Given problem: Please copy the items below word for word, starting at their first line and ending with the line that contains "[[268, 532], [976, 786]]", both ends included.

============================================================

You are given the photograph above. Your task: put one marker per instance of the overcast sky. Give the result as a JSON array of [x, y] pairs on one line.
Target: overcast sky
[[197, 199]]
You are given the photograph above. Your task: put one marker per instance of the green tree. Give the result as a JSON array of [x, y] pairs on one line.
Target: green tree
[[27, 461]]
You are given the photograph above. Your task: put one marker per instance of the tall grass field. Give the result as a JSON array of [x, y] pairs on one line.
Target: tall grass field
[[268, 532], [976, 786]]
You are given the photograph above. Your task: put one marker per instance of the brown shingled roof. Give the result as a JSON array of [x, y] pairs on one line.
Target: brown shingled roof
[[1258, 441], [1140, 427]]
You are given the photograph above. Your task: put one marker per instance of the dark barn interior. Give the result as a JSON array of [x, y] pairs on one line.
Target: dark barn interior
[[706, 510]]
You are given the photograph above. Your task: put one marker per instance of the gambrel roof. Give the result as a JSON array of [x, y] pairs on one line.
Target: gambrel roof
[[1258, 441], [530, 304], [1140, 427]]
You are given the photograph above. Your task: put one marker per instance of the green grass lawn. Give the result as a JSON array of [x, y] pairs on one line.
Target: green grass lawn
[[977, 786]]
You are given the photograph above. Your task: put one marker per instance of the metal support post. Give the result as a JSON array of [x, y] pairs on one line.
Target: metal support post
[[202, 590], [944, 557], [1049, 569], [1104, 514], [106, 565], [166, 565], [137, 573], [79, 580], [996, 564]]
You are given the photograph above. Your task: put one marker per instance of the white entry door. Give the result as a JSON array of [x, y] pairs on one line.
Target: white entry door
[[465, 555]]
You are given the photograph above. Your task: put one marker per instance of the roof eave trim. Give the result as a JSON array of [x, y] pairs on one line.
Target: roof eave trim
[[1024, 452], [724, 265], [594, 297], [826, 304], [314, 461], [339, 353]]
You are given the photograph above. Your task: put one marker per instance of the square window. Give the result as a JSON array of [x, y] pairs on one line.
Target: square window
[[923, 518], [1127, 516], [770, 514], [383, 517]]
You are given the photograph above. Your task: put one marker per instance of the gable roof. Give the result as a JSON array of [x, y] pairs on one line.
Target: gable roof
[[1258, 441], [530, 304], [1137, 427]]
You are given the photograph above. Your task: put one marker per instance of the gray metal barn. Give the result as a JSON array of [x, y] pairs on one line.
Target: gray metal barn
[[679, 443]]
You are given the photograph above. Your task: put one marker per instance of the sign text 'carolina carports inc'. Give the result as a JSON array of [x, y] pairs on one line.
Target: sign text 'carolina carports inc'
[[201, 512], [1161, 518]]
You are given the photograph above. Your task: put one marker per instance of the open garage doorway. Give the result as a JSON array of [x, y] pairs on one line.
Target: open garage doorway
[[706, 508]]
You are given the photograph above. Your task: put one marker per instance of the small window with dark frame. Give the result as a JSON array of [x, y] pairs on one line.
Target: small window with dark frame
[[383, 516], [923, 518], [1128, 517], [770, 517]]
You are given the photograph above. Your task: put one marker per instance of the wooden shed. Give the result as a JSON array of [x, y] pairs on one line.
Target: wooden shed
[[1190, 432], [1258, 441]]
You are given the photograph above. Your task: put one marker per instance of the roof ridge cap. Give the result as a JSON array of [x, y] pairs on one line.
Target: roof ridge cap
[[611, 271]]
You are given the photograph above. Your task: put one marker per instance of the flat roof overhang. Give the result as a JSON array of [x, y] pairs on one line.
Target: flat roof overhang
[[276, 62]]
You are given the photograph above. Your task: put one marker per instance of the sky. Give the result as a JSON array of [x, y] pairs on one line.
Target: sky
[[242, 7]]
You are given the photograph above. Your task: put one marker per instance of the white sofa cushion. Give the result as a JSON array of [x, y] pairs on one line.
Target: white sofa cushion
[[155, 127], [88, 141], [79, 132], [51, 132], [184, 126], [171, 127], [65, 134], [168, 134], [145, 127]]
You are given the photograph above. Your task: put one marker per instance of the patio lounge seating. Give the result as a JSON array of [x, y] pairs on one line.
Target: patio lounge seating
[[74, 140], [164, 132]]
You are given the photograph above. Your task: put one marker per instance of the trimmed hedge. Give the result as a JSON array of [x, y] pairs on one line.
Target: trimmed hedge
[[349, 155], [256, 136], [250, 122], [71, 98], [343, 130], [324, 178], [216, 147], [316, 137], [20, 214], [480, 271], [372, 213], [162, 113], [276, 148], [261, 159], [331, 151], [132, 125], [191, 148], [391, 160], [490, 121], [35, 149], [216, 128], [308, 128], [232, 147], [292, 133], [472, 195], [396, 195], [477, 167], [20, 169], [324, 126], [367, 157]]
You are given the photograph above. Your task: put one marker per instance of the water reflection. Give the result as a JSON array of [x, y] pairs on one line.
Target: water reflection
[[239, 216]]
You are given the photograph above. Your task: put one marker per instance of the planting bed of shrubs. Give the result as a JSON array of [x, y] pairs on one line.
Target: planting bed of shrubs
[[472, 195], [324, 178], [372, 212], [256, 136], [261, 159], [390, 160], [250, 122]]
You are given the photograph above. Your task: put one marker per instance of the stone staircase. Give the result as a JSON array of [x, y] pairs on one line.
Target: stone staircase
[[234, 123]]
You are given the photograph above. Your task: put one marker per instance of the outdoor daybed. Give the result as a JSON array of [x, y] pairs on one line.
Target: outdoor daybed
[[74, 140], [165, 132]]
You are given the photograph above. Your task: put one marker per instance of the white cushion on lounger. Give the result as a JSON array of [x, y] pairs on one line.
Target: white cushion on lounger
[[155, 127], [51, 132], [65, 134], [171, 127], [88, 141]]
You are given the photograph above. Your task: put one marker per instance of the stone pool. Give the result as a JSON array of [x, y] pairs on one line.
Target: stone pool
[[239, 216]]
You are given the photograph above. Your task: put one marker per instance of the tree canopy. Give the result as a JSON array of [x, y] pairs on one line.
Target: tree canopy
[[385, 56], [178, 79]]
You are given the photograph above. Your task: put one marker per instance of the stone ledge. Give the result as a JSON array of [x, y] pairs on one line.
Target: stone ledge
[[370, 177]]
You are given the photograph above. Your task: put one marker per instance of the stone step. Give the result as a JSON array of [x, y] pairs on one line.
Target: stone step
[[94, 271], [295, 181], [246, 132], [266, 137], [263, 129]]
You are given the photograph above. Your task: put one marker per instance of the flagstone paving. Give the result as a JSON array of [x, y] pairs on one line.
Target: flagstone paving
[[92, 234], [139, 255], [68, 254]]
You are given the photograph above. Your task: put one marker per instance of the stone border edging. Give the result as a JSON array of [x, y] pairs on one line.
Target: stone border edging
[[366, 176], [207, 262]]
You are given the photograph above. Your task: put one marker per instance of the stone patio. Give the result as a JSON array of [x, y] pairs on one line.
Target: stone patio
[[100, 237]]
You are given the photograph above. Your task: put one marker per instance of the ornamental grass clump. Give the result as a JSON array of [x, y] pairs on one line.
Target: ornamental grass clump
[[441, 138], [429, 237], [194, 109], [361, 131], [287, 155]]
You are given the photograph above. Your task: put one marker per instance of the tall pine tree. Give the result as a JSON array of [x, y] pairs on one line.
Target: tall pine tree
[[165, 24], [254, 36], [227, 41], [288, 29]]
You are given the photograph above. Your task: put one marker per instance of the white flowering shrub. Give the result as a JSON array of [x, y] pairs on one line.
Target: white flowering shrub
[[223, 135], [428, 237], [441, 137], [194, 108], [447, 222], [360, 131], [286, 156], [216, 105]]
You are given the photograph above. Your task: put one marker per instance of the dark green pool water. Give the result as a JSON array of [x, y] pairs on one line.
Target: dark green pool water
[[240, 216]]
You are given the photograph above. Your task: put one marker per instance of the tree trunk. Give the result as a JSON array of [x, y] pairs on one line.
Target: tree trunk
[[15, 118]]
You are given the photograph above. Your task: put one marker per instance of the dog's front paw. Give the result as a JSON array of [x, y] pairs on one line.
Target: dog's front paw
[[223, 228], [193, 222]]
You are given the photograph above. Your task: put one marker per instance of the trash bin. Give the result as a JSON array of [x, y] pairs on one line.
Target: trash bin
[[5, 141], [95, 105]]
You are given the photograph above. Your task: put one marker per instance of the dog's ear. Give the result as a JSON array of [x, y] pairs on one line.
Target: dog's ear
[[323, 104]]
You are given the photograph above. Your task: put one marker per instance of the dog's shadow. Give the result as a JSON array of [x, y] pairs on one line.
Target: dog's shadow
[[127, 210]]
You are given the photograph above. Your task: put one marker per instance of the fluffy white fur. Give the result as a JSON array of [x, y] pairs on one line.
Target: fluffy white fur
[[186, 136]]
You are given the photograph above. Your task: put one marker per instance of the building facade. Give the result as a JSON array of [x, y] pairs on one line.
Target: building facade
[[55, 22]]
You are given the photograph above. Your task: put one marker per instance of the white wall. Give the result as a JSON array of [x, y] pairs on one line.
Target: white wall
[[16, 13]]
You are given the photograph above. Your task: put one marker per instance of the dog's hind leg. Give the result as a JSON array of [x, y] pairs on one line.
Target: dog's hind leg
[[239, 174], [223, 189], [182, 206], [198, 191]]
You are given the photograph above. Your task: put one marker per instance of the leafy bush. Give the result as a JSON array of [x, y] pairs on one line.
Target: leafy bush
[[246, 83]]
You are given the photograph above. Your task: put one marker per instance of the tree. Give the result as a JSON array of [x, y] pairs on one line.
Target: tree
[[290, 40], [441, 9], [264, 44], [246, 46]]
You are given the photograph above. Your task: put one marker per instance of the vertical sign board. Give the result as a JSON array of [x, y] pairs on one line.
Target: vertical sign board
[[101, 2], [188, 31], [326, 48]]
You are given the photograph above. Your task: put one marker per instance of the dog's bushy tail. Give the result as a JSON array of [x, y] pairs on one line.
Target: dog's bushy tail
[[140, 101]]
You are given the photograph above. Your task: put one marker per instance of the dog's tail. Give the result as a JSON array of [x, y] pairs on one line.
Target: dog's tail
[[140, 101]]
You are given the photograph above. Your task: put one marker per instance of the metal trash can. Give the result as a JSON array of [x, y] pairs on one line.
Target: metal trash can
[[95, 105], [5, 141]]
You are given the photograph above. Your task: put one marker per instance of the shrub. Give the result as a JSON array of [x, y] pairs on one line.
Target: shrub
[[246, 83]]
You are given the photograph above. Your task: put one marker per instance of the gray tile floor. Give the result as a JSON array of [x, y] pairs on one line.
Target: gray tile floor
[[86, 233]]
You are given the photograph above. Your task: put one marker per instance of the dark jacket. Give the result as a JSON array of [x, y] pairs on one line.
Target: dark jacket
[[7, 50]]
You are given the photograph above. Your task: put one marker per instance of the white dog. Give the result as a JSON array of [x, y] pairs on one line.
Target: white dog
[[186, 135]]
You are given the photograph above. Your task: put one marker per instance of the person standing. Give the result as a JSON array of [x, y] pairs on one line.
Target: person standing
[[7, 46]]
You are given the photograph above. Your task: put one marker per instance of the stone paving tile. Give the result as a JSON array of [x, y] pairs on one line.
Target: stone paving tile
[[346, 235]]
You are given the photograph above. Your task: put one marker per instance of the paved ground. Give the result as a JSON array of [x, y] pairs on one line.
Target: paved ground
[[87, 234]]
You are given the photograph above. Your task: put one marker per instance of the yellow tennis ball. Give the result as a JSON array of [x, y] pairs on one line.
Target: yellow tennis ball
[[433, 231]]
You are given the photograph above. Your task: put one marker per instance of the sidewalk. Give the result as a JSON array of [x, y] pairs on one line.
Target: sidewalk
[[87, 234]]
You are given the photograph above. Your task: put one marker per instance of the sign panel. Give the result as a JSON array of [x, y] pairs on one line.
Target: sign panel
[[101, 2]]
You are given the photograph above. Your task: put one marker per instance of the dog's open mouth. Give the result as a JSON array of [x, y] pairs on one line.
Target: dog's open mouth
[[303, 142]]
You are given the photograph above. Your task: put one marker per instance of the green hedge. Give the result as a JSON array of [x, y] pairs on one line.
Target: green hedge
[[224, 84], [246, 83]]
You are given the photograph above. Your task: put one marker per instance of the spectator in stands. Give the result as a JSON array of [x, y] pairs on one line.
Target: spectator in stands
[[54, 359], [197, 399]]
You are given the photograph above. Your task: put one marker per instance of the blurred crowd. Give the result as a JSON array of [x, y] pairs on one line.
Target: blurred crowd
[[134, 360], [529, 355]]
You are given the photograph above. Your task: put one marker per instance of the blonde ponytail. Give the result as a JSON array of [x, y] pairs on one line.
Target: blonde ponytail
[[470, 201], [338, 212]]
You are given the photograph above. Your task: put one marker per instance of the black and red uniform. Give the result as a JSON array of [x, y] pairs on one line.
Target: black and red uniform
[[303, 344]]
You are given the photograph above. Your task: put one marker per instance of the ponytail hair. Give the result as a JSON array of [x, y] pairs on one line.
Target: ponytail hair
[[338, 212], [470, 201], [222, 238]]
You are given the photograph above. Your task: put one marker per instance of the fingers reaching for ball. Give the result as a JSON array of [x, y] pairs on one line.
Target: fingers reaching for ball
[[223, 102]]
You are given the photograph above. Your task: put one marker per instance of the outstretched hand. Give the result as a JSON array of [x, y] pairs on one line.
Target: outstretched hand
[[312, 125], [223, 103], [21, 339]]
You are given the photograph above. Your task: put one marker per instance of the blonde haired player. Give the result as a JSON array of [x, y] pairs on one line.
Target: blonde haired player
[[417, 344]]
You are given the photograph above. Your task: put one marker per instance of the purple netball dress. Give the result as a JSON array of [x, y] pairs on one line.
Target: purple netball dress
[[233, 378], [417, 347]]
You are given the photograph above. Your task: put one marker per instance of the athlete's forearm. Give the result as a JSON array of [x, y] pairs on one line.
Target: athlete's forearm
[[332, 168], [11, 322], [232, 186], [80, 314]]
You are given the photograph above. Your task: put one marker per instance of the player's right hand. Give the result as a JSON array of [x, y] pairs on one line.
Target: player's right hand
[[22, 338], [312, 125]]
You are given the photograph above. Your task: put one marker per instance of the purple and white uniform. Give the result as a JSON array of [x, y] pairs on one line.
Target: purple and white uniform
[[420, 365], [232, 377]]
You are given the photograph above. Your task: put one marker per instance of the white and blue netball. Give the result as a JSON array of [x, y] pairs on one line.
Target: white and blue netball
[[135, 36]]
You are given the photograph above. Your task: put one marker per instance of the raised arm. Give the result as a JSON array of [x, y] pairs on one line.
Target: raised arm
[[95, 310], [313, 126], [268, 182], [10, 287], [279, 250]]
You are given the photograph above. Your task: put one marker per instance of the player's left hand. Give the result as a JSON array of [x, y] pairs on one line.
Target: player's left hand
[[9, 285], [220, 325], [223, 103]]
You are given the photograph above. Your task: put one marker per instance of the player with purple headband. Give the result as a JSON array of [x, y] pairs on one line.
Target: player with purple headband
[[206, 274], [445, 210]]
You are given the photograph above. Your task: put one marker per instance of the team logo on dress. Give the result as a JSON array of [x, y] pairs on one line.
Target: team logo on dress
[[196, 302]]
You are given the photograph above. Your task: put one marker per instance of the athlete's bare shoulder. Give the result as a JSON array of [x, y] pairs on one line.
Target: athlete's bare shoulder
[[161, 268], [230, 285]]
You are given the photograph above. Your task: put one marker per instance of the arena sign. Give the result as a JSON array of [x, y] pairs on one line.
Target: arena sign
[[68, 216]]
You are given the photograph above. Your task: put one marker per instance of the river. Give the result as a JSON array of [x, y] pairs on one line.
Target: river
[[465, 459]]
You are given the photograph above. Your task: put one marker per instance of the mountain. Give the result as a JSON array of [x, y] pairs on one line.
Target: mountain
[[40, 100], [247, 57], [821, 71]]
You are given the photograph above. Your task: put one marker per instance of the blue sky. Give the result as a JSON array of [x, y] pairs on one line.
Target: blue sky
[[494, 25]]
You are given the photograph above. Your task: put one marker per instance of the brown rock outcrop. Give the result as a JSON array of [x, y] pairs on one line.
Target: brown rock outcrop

============================================================

Right answer:
You are given the photograph above. Your task: put one marker per instance of the overcast sky. Give the result as a JSON array of [x, y] pairs on one line.
Target: overcast sky
[[197, 199]]
You are given the photograph above. Your task: put one marker per instance of the green tree. Give the result as a JSON array of [x, y] pairs on one line.
Target: green tree
[[27, 461]]
You are given the photograph above. Your task: put one marker per instance of the tall grass field. Give the result as a JSON array of [x, y] pairs on one line.
Target: tall grass field
[[268, 532], [976, 786]]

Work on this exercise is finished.